Request
Rewrite the part of the data that opens with the line containing "We need ground-truth" and closes with the line containing "[906,103,925,195]", putting "precisely" in place of "carefully" and leaving everything else the same.

Information given
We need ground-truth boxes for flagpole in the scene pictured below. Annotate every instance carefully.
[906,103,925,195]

--

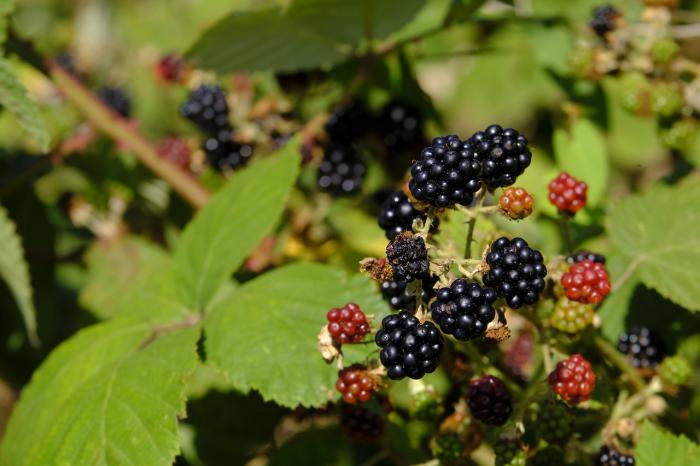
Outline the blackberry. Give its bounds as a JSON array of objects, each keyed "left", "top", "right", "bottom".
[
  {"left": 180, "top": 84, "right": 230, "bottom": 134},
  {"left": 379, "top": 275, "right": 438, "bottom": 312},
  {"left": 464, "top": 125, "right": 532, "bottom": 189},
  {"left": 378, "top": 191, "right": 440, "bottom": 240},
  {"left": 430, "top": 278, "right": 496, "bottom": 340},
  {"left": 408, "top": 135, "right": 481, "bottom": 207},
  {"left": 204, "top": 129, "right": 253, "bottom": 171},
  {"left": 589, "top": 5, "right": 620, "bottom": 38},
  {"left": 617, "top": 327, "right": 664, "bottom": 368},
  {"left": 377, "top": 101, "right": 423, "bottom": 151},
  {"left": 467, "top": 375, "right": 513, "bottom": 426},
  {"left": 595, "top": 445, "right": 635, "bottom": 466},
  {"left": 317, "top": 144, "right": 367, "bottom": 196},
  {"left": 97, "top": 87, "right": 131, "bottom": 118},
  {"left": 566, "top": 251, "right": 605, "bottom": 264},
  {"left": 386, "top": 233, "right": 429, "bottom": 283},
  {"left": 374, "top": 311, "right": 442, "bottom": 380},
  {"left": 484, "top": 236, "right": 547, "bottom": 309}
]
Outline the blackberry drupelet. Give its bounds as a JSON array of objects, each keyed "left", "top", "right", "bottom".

...

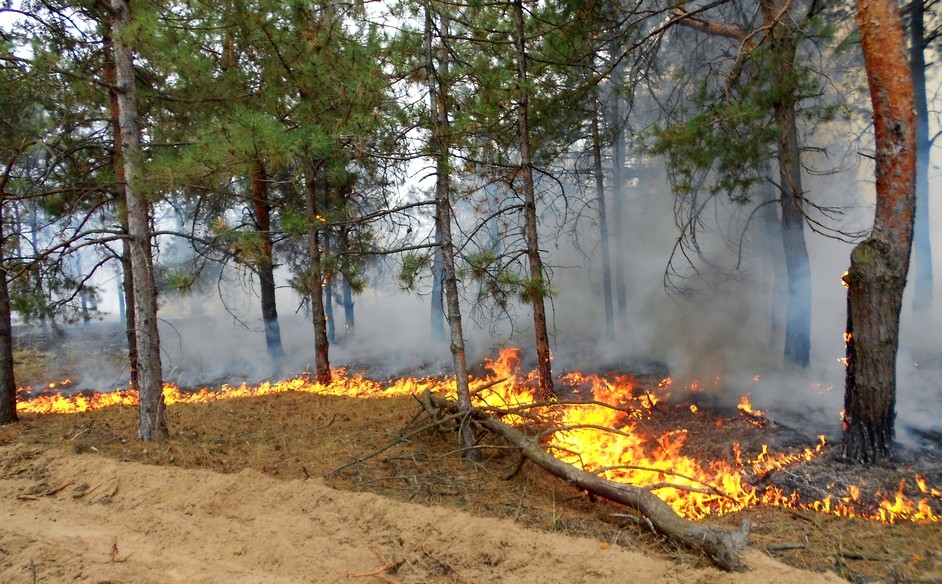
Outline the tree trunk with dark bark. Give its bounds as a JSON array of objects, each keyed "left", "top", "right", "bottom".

Solution for this exercise
We need ground-truth boxes for flagpole in the scene pictured below. Annotate every instance precisely.
[906,103,925,195]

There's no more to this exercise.